_Description of the task:_ Please return the listing exactly as written, but without its pictures.

Segment Start: Records provided

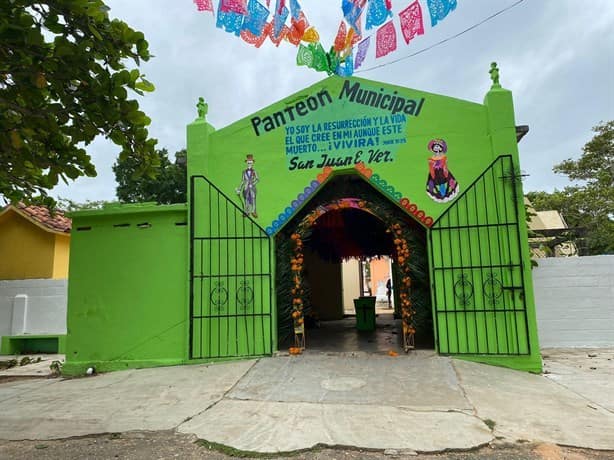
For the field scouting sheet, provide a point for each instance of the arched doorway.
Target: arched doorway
(348, 219)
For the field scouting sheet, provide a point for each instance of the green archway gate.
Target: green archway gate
(479, 298)
(230, 278)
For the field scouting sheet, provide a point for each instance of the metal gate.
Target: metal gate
(230, 277)
(477, 266)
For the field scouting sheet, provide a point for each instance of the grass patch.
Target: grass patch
(490, 423)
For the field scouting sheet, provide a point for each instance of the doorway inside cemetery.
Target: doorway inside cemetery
(336, 260)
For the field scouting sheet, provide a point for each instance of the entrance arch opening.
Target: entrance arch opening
(349, 220)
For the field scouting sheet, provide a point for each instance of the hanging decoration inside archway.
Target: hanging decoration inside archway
(255, 22)
(398, 232)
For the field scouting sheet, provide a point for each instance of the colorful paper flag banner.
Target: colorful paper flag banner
(411, 21)
(363, 47)
(249, 19)
(352, 12)
(346, 67)
(295, 9)
(256, 17)
(229, 21)
(439, 9)
(385, 40)
(233, 6)
(279, 20)
(204, 5)
(377, 13)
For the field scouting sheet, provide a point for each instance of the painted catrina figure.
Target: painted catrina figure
(441, 185)
(247, 188)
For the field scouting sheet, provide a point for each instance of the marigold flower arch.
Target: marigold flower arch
(398, 232)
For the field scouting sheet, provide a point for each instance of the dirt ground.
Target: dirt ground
(170, 445)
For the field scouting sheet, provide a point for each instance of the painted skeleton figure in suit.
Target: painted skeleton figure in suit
(247, 188)
(441, 185)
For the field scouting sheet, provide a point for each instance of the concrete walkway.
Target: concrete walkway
(421, 402)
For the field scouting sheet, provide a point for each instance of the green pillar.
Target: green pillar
(198, 142)
(502, 130)
(197, 162)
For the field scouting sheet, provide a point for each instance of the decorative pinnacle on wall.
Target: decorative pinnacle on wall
(202, 108)
(494, 75)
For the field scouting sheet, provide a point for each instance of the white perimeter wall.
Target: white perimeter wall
(574, 299)
(33, 307)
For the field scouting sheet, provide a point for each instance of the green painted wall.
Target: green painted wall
(127, 304)
(340, 122)
(129, 285)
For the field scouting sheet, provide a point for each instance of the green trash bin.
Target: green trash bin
(365, 313)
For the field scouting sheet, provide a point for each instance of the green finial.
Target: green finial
(203, 108)
(494, 75)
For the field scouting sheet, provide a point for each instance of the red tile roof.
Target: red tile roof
(57, 222)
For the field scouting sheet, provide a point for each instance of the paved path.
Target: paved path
(421, 402)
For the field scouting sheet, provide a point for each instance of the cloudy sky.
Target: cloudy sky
(557, 57)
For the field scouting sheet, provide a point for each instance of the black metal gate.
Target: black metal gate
(230, 277)
(477, 266)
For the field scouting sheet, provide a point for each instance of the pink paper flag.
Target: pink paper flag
(411, 21)
(363, 47)
(233, 6)
(386, 40)
(204, 5)
(340, 38)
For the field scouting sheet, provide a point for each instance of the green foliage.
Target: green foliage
(589, 206)
(68, 205)
(167, 186)
(63, 82)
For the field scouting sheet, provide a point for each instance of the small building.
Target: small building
(551, 236)
(34, 255)
(345, 168)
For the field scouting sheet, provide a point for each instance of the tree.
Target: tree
(64, 81)
(589, 205)
(167, 186)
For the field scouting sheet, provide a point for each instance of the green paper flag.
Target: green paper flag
(304, 56)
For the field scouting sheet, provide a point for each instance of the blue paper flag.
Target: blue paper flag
(439, 9)
(230, 22)
(377, 13)
(352, 10)
(256, 17)
(279, 20)
(346, 68)
(295, 9)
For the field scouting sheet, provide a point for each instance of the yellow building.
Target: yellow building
(33, 243)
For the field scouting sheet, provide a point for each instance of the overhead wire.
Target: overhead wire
(445, 40)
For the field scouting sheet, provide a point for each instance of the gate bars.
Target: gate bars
(477, 266)
(230, 277)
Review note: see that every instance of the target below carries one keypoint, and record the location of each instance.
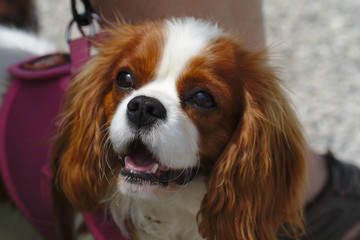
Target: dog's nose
(144, 111)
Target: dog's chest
(172, 218)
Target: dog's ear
(77, 149)
(256, 187)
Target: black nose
(144, 111)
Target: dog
(183, 133)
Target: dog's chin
(145, 190)
(143, 176)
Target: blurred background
(315, 46)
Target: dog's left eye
(124, 80)
(202, 99)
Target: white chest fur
(171, 218)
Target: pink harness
(27, 125)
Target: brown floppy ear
(257, 184)
(77, 149)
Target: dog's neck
(169, 218)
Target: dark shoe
(337, 208)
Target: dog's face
(164, 103)
(173, 105)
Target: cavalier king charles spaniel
(183, 133)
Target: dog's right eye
(124, 80)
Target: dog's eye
(124, 80)
(202, 99)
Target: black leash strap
(84, 18)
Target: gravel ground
(317, 45)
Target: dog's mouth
(140, 167)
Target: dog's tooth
(153, 169)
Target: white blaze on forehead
(184, 39)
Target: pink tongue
(140, 159)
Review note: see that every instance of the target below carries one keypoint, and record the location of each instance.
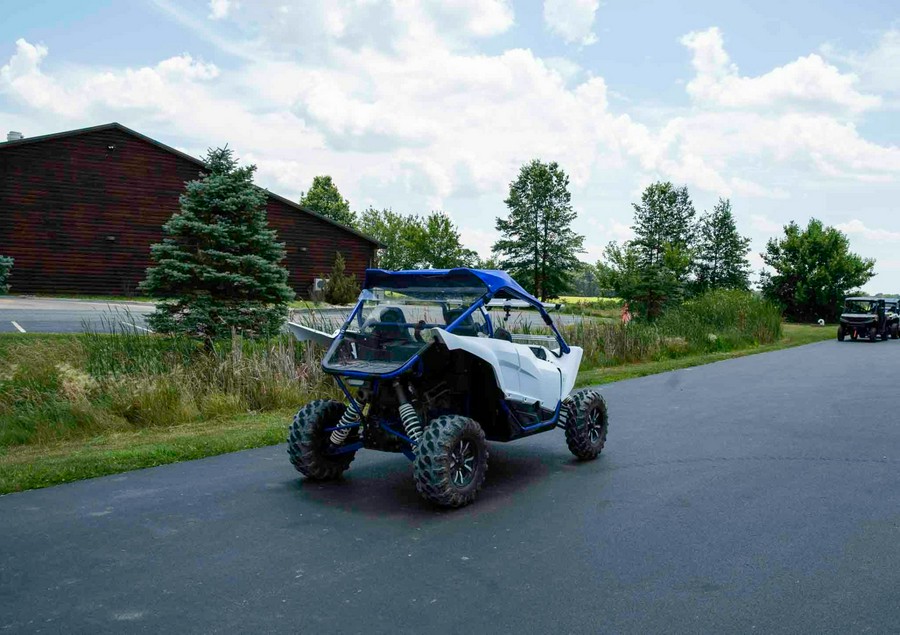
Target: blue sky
(789, 109)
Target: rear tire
(451, 461)
(308, 441)
(587, 424)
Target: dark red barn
(79, 211)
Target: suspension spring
(408, 416)
(349, 417)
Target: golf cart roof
(499, 283)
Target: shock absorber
(408, 415)
(350, 416)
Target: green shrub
(6, 264)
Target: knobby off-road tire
(587, 424)
(308, 441)
(451, 461)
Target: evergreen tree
(720, 259)
(340, 288)
(324, 198)
(813, 269)
(218, 268)
(538, 246)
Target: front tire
(587, 424)
(308, 441)
(451, 461)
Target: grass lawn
(37, 465)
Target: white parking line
(132, 325)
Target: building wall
(79, 214)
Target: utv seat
(467, 327)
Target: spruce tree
(651, 271)
(324, 198)
(720, 258)
(539, 246)
(218, 268)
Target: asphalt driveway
(761, 493)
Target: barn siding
(79, 216)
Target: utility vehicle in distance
(426, 373)
(864, 317)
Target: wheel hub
(595, 426)
(462, 463)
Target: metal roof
(117, 126)
(498, 283)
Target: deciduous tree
(812, 270)
(720, 254)
(324, 198)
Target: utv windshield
(860, 306)
(393, 324)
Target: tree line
(219, 267)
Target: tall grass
(53, 388)
(715, 321)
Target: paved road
(50, 315)
(755, 494)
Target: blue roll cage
(497, 283)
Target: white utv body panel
(521, 375)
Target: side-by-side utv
(426, 373)
(867, 318)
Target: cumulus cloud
(806, 82)
(219, 9)
(856, 227)
(402, 105)
(572, 20)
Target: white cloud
(856, 227)
(879, 67)
(219, 9)
(806, 82)
(572, 20)
(401, 104)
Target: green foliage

Segment End: Records provided

_Solution for this task:_
For the field scouting sheet, provide a point for each instance of the arched doorway.
Target: arched doorway
(348, 219)
For the field scouting sheet, provide a point for each instance of the green archway gate.
Target: green archway gate
(479, 298)
(230, 278)
For the field scouting sheet, provide a point for each instance of the metal gate.
Target: metal gate
(230, 277)
(477, 266)
For the field scouting sheet, provide a point for each instance of the grass patch.
Target: grass patch
(490, 423)
For the field scouting sheet, provide a point for each instance of the doorway inside cemetery.
Target: doorway inside cemetery
(336, 260)
For the field scouting sheet, provide a point for each instance of the entrance arch opening.
Target: entrance arch opening
(349, 220)
For the field scouting sheet, provide a point for each instance of the hanging decoration inside archway.
Target: hanging decoration inside archway
(255, 22)
(398, 232)
For the field scouting sheet, provide a point for each instance of the colorful paper flag banner.
Target: colorful paper flag banner
(411, 21)
(363, 47)
(249, 19)
(352, 12)
(346, 67)
(295, 9)
(256, 17)
(229, 21)
(439, 9)
(385, 40)
(233, 6)
(279, 20)
(204, 5)
(377, 13)
For the field scouting sheet, provide a point for each instance of the painted catrina figure.
Target: painted catrina figure
(441, 185)
(247, 188)
For the field scouting sheet, provide a point for each instance of the marigold flower arch.
Target: marigold flower arch
(398, 232)
For the field scouting sheet, provide a point for each instance of the dirt ground.
Target: dirt ground
(170, 445)
For the field scouting sheet, provide a point for each instance of the painted skeleton figure in suit.
Target: painted skeleton figure in suit
(247, 188)
(441, 185)
For the field scouting sheet, provide a point for each instance of the concrete walkway.
Target: concrete walkway
(421, 402)
For the field scouting sheet, provide a point for each instance of the green pillar.
Target: green pillar
(198, 142)
(502, 130)
(197, 162)
For the field scouting sheet, provide a point for each instance of the decorative pinnacle on wall.
Target: decorative pinnacle on wall
(202, 108)
(494, 75)
For the field scouting sheet, provide a point for each instance of the white perimeter wall.
Target: white perimeter wall
(574, 299)
(33, 307)
For the field scouting sheet, provide a point for each instance of the green painted wall.
Target: green painted wall
(127, 304)
(340, 122)
(129, 285)
For the field scouting sheet, provide a point for each instance of the green trash bin.
Target: green trash bin
(365, 313)
For the field scouting sheet, provide a point for each instance of the green finial.
Target: green finial
(203, 108)
(494, 75)
For the field scouting sheet, provide a point for each instance of the red tile roof.
Target: red tile roof
(57, 222)
For the field scouting sheet, provide a point for each instance of the paved path.
Target: paved path
(421, 402)
For the field scouting sheet, provide a point for each instance of the cloudy sky.
Target: cloudy sky
(557, 57)
For the field scouting sheet, provide a point for each instance of the black metal gate.
Target: black metal gate
(230, 277)
(477, 266)
For the field scouting sheet, provide a point for each instance of the pink paper flag.
Target: pink paper flag
(411, 21)
(363, 47)
(233, 6)
(386, 40)
(204, 5)
(340, 38)
For the field scouting sheet, provide a point for each instance of the green foliage.
Target: green foliage
(589, 206)
(68, 205)
(167, 186)
(63, 82)
For the field scouting sheet, provide a point for each instance of the small building.
Target: small building
(551, 236)
(34, 255)
(345, 168)
For the field scouting sheet, provide a point for each instance of the tree.
Target: tree
(64, 81)
(589, 205)
(167, 186)
For the field scouting sheet, provide a point for each instance of the green paper flag.
Target: green paper flag
(304, 56)
For the field scouting sheet, provide a point for each instance of the blue paper flag.
Target: blue paper flag
(439, 9)
(230, 22)
(377, 13)
(352, 10)
(256, 17)
(279, 20)
(346, 68)
(295, 9)
For the field scouting sheet, provide a point for each instance of the yellow building.
Target: yellow building
(33, 243)
For the field scouting sheet, provide a point for each instance of the overhead wire.
Target: overhead wire
(445, 40)
For the field scouting sheet, provide a point for each instance of the gate bars.
Target: gate bars
(477, 266)
(230, 277)
Review note: see that every instance of the target below carries one keypoint, and record the location of each instance.
Target: dog's nose
(144, 111)
Target: dog's chest
(172, 218)
Target: dog's ear
(77, 149)
(256, 187)
Target: black nose
(144, 111)
Target: dog
(183, 133)
Target: dog's chin
(145, 190)
(143, 176)
Target: blurred background
(315, 46)
Target: dog's left eye
(124, 80)
(202, 99)
Target: white chest fur
(171, 218)
Target: pink harness
(27, 125)
Target: brown floppy ear
(257, 184)
(77, 149)
Target: dog's neck
(169, 218)
Target: dark shoe
(337, 208)
Target: dog's face
(164, 103)
(173, 105)
Target: cavalier king charles spaniel
(183, 133)
Target: dog's right eye
(124, 80)
Target: dog's eye
(124, 80)
(202, 99)
Target: black leash strap
(84, 18)
Target: gravel ground
(317, 45)
Target: dog's mouth
(140, 167)
Target: dog's tooth
(153, 169)
Target: white blaze on forehead
(184, 39)
Target: pink tongue
(140, 159)
Review note: see that every instance of the target below carries one keypoint, and record the location of each instance.
Target: blue sky
(789, 109)
Target: rear tire
(451, 461)
(308, 441)
(587, 424)
Target: dark red barn
(79, 211)
Target: suspension spring
(408, 416)
(349, 417)
Target: golf cart roof
(499, 283)
Target: shock absorber
(408, 415)
(350, 416)
Target: green shrub
(6, 264)
Target: knobby off-road tire
(587, 424)
(308, 441)
(451, 461)
Target: evergreen tree
(720, 259)
(340, 288)
(324, 198)
(813, 269)
(218, 268)
(538, 246)
Target: front tire
(587, 424)
(308, 441)
(451, 461)
Target: grass lawn
(37, 465)
Target: white parking line
(132, 325)
Target: building wall
(79, 214)
Target: utv seat
(467, 327)
Target: spruce tree
(651, 271)
(324, 198)
(720, 258)
(539, 246)
(218, 268)
Target: asphalt driveway
(761, 493)
Target: barn siding
(79, 216)
Target: utility vehicle in distance
(426, 373)
(864, 317)
Target: wheel hub
(595, 426)
(462, 463)
Target: metal roof
(117, 126)
(498, 283)
Target: deciduous tree
(812, 270)
(720, 254)
(324, 198)
Target: utv windshield
(860, 306)
(393, 324)
Target: tree line
(219, 267)
Target: tall grass
(53, 388)
(715, 321)
Target: paved road
(50, 315)
(755, 494)
Target: blue roll cage
(497, 283)
Target: white utv body panel
(521, 375)
Target: side-by-side utv
(426, 373)
(867, 318)
Target: cumulus cloud
(806, 82)
(219, 9)
(856, 227)
(402, 105)
(572, 20)
Target: white cloud
(856, 227)
(879, 67)
(219, 9)
(806, 82)
(572, 20)
(401, 104)
Target: green foliage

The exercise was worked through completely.